すべての項目について、各行の「bounding box」を「rectangle」に置き換えて更新したうえで、もう一度書き出してください。それ以外の部分は一切変えないでください。

_ _ _

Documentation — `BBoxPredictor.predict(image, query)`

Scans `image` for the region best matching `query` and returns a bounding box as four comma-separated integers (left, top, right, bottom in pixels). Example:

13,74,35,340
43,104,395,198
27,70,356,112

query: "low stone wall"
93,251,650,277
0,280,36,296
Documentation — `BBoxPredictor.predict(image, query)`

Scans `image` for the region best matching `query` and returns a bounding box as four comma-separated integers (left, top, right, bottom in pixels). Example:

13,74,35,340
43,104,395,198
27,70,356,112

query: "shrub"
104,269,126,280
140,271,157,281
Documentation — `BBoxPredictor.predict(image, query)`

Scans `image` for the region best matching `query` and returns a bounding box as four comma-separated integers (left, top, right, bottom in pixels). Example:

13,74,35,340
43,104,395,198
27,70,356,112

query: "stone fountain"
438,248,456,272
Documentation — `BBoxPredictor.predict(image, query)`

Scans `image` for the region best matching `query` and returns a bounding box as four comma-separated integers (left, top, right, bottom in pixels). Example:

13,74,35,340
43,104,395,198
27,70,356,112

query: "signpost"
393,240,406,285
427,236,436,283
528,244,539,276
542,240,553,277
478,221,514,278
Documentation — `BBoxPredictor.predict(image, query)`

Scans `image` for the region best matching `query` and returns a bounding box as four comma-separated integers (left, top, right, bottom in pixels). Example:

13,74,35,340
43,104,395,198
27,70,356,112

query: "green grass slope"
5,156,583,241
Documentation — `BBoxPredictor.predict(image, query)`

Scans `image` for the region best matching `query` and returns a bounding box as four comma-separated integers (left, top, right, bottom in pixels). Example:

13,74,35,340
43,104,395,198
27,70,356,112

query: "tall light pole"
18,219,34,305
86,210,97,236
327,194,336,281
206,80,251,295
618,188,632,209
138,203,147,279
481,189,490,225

_ _ _

* **完全な解答**
Documentation — `BBoxPredictor.predict(image, query)`

Scans `image` for the region best matching `query` and returns a rectangle as four comma-separated integers (left, top, right, bottom in pixels). Example:

13,74,35,340
43,104,395,198
27,70,356,112

query: "low stone wall"
93,251,650,277
0,280,36,296
Documentation — `BBoxPredictor.predict(image, query)`

Scans `image` for the region best matching `query` and returns a rectangle as four comma-separated integers (left, top, right, bottom in pixels). Example:

13,74,35,340
43,104,395,198
27,70,356,112

query: "shrub"
104,269,126,280
140,271,157,281
Documentation — `BBoxPredictor.predict(image, query)`

Scans `image` for the region best matching `query` and returns a rectangle as four comma-separated integers (left, top, right, bottom in pixels). Example:

13,74,35,340
43,104,395,198
27,70,356,112

query: "stone fountain"
438,248,456,272
Documentation — `BBoxPredictor.predict(image, query)`

Scans `image` for the region best matching `query` and returns a rectangle as four comma-separated integers (left, top, right, bottom in pixels). Example:

13,74,35,340
43,104,395,198
27,70,356,112

query: "signpost"
393,240,406,285
427,236,436,283
528,244,539,276
542,240,553,277
478,221,514,278
Documentation — `BBoxPredictor.predict(image, query)`

Scans `image` for the region best matching `query` and returns a rectangle as four comma-separated integers (left, top, right, bottom in pixels). Example:

13,74,35,340
43,104,395,198
27,70,356,112

query: "green grass slope"
5,156,583,241
Documentation — `BBoxPredictor.predict(image, query)`

Scans `image` for the region best matching `query` and returns a rectangle as four comma-separated integers (left, top, right, bottom in pixels). Example:

13,74,35,340
43,104,395,198
27,70,356,112

query: "tall light pole"
18,219,34,305
86,210,97,236
327,194,336,281
206,80,251,295
618,188,632,209
138,203,147,279
481,189,490,225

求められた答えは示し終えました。